SOURCE TEXT
Free module bases

The class FreeModuleBasis implements bases on a free module \(M\) of finite rank over a commutative ring, while the class FreeModuleCoBasis implements the dual bases (i.e. bases of the dual module \(M^*\)).

AUTHORS:

  • Eric Gourgoulhon, Michal Bejger (2014-2015): initial version

  • Travis Scrimshaw (2016): ABC Basis_abstract and list functionality for bases (Issue #20770)

  • Eric Gourgoulhon (2018): some refactoring and more functionalities in the choice of symbols for basis elements (Issue #24792)

REFERENCES:

class sage.tensor.modules.free_module_basis.Basis_abstract(fmodule, symbol, latex_symbol, indices, latex_indices)[source]

Bases: UniqueRepresentation, AbstractFamily

Abstract base class for (dual) bases of free modules.

A basis is an AbstractFamily, hence like collections.abc.Mapping subclasses such as dict, it is an associative Container, providing methods keys(), values(), and items(). Thus, e[i] returns the element of the basis e indexed by the key i. However, in contrast to Mapping subclasses, not the keys() but the values() are considered the elements.

EXAMPLES:

sage: M = FiniteRankFreeModule(ZZ, 3, name='M', start_index=1)
sage: e = M.basis('e'); e
Basis (e_1,e_2,e_3) on the Rank-3 free module M over the Integer Ring
sage: list(e)

GIVEN ENTRIES
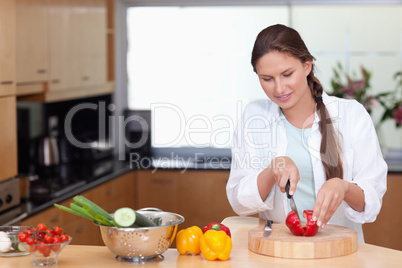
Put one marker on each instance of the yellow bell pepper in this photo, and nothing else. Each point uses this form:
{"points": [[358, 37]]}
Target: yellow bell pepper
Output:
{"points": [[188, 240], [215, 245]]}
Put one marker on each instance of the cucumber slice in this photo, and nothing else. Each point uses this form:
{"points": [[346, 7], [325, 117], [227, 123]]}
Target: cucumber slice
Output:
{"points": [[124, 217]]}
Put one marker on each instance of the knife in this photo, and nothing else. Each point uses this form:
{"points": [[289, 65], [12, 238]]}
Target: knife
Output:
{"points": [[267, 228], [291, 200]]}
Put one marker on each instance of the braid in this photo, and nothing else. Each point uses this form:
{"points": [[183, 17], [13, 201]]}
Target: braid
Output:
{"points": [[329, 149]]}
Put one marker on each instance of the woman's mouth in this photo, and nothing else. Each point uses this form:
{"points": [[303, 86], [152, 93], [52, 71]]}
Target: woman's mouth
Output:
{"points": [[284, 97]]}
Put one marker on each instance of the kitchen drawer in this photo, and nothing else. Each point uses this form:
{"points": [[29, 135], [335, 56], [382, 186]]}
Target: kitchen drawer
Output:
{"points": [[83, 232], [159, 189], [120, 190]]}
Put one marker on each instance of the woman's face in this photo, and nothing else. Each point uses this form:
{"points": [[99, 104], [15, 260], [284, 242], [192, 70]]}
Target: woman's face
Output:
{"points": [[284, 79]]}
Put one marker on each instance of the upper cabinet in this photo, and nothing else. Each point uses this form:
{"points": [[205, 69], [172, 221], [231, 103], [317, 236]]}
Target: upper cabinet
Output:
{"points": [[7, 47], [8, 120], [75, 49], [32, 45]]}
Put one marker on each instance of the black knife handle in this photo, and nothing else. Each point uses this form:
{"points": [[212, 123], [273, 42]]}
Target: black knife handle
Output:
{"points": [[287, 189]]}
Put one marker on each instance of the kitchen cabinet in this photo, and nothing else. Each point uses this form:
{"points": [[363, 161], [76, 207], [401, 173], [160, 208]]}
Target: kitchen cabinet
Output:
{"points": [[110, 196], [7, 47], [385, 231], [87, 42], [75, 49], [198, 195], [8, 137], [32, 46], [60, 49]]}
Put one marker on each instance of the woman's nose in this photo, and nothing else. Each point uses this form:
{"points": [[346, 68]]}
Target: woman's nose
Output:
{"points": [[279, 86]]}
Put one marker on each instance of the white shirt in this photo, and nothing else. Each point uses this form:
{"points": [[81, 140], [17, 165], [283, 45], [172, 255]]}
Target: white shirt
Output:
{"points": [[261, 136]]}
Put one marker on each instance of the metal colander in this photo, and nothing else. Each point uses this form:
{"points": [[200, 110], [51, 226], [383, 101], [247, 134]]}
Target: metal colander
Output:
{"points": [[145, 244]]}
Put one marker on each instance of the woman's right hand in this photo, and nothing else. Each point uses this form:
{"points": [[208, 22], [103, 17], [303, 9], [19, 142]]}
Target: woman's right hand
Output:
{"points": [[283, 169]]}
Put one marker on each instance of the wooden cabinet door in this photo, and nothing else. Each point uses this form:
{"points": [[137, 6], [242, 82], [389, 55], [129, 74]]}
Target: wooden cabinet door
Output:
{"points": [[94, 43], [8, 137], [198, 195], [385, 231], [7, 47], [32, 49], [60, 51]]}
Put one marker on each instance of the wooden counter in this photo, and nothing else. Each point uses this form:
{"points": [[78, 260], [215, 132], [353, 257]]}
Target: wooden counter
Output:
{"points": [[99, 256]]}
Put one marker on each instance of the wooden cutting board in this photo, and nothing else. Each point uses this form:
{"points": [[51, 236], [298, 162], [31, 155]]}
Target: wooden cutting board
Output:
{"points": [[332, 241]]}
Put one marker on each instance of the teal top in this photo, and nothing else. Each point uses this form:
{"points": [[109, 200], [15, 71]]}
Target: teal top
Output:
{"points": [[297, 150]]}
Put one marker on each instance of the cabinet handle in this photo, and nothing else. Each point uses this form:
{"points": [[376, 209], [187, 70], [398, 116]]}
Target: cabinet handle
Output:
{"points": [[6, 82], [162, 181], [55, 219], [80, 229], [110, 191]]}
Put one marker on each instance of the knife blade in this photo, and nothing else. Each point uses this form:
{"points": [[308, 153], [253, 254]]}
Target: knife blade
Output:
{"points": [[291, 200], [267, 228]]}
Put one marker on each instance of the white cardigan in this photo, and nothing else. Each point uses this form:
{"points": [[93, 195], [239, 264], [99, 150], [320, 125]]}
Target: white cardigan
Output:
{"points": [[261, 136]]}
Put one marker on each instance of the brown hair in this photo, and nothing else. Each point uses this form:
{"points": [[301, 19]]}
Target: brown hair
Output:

EXERCISE TASK
Go on with the free module bases documentation, picking up right after its last line. The records are not needed here.

RESULT OF THIS TASK
[Element e_1 of the Rank-3 free module M over the Integer Ring,
Element e_2 of the Rank-3 free module M over the Integer Ring,
Element e_3 of the Rank-3 free module M over the Integer Ring]
sage: e.category()
Category of facade finite enumerated sets
sage: list(e.keys())
[1, 2, 3]
sage: list(e.values())
[Element e_1 of the Rank-3 free module M over the Integer Ring,
Element e_2 of the Rank-3 free module M over the Integer Ring,
Element e_3 of the Rank-3 free module M over the Integer Ring]
sage: list(e.items())
[(1, Element e_1 of the Rank-3 free module M over the Integer Ring),
(2, Element e_2 of the Rank-3 free module M over the Integer Ring),
(3, Element e_3 of the Rank-3 free module M over the Integer Ring)]
>>> from sage.all import *
>>> M = FiniteRankFreeModule(ZZ, Integer(3), name='M', start_index=Integer(1))
>>> e = M.basis('e'); e
Basis (e_1,e_2,e_3) on the Rank-3 free module M over the Integer Ring
>>> list(e)
[Element e_1 of the Rank-3 free module M over the Integer Ring,
Element e_2 of the Rank-3 free module M over the Integer Ring,
Element e_3 of the Rank-3 free module M over the Integer Ring]
>>> e.category()
Category of facade finite enumerated sets
>>> list(e.keys())
[1, 2, 3]
>>> list(e.values())
[Element e_1 of the Rank-3 free module M over the Integer Ring,
Element e_2 of the Rank-3 free module M over the Integer Ring,
Element e_3 of the Rank-3 free module M over the Integer Ring]
>>> list(e.items())
[(1, Element e_1 of the Rank-3 free module M over the Integer Ring),
(2, Element e_2 of the Rank-3 free module M over the Integer Ring),
(3, Element e_3 of the Rank-3 free module M over the Integer Ring)]
cardinality()[source]

Return the basis length, i.e. the rank of the free module.

EXAMPLES:

sage: M = FiniteRankFreeModule(ZZ, 3, name='M')
sage: e = M.basis('e')
sage: e.cardinality()
3
>>> from sage.all import *
>>> M = FiniteRankFreeModule(ZZ, Integer(3), name='M')
>>> e = M.basis('e')
>>> e.cardinality()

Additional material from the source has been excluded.